-- SUPPLIED TEXT --
The experimental results show that the proposed control approach can reduce annual electricity consumption by up to 13.22% compared with a constant temperature setting of 25 °C, demonstrating tangible energy savings relative to a widely recommended reference setpoint. In addition, the learned policy exhibits maintenance-aware control behavior, adjusting operating patterns in response to dust conditions and implicitly supporting better maintenance planning. These findings highlight the potential of reinforcement learning to promote intelligent energy management and sustainable maintenance for residential cooling systems, in line with SDG 7 and SDG 13 [
7,
8].
The main contributions of this paper are threefold:
We formulate residential split-type air conditioner operations in a tropical country as an energy-efficient and maintenance-aware RL problem that explicitly accounts for seasonal weather variation, PM10 dust levels, and long-horizon interactions between control actions, energy use, and maintenance-related behavior.
We develop an Enhanced DQN that combines Double Q-learning, dueling network architecture, prioritized experience replay, multi-step returns, Bayesian regularization, and entropy-based exploration control into a unified stability-oriented framework suitable for multi-objective, long-horizon control.

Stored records

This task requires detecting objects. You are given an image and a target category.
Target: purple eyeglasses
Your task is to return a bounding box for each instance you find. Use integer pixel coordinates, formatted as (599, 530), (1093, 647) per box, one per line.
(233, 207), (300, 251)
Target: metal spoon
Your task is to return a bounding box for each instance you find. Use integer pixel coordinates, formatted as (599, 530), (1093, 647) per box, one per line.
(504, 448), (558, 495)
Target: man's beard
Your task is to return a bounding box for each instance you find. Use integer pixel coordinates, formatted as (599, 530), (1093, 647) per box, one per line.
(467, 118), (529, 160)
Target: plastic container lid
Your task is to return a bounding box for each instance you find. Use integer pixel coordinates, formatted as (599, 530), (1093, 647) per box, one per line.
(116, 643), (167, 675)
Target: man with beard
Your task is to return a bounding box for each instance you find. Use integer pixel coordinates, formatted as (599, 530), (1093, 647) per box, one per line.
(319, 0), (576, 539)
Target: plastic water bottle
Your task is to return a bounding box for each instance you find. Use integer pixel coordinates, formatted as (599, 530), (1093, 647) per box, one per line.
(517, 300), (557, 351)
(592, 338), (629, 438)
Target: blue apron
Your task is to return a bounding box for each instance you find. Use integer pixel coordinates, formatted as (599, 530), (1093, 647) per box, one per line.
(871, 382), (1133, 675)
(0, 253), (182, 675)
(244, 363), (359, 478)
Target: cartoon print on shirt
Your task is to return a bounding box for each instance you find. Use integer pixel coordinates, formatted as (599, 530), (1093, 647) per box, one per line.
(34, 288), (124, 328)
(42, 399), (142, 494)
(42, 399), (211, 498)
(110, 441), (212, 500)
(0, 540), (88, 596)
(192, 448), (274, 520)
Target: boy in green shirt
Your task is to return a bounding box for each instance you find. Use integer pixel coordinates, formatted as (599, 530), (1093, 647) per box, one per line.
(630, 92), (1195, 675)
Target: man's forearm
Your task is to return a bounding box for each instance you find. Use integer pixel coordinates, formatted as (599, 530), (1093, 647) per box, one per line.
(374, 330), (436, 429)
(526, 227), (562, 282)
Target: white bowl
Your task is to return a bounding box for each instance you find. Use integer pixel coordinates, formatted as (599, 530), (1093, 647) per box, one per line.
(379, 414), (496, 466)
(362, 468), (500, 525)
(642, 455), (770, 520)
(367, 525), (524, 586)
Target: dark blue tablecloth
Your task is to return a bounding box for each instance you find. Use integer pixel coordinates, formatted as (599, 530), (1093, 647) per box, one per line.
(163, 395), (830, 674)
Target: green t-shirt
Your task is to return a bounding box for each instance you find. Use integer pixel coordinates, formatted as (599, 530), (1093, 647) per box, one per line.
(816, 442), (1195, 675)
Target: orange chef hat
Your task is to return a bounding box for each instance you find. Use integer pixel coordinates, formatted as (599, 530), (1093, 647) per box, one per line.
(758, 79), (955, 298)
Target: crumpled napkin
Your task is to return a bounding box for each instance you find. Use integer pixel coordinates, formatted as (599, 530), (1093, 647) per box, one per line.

-- PARTS OF THE EXERCISE --
a – Decide whether each statement agrees with the air-conditioner control text: (i) the approach can cut annual electricity consumption by up to 13.22% compared with a constant 25 °C setting; (ii) the RL problem accounts for PM2.5 dust levels; (iii) the Enhanced DQN relies on single-step returns. For each, answer yes or no and quote the words of the text that decide it.
b – Carry the air-conditioner control text forward from where it stops.

-- RESULTS OF THE TASKS --
a –
(i) Yes: "can reduce annual electricity consumption by up to 13.22% compared with a constant temperature setting of 25 °C"
(ii) No: "PM10 dust levels"
(iii) No: "multi-step returns"

b –
We conduct a two-stage evaluation involving a diagnostic benchmark on LunarLander-v3 using multiple random seeds to study learning stability and policy variance, followed by a 365-day simulation of a 15,000 BTU residential split-type air conditioner under realistic Thai weather and PM10 conditions, demonstrating annual energy savings of approximately 13.2% relative to a fixed 25 °C baseline.
The remainder of this paper is organized as follows.
Section 2 reviews related work on deep RL for building and HVAC control and on stability-enhancing extensions of DQN.
Section 3 presents the problem formulation, system model, and RL setup for residential split-type air conditioner control.
Section 4 describes the proposed Enhanced DQN architecture and its Bayesian and entropy regularization mechanisms.
Section 5 details the experimental design and reports the results for both the LunarLander-v3 and air-conditioning simulations.
Section 6 discusses the implications, limitations, and potential extensions of this work. Finally,
Section 7 concludes the paper and outlines directions for future research.
2. Related Work
2.1. Global Cooling Demand, SDGs, Split-Type Air Conditioners, and Smart Buildings
As discussed in
Section 1, electricity use in the building sector has been increasing steadily and already accounts for a substantial share of final energy consumption and energy related CO
2 emissions worldwide [
1,
2]. According to the International Energy Agency (IEA), space cooling is one of the fastest growing end uses of electricity. Air conditioners and electric fans together consume roughly one fifth of all electricity used in buildings and cooling demand could increase by more than a factor of two to three by 2050 in the absence of additional efficiency measures [
1,
3]. This trend poses a direct challenge to the Sustainable Development Goals (SDGs), particularly SDG 7 on affordable and clean energy and SDG 13 on climate action, because increasing peak electricity demand from air conditioning requires additional investment in power generation and network infrastructure and contributes to higher greenhouse gas emissions [
7,
8].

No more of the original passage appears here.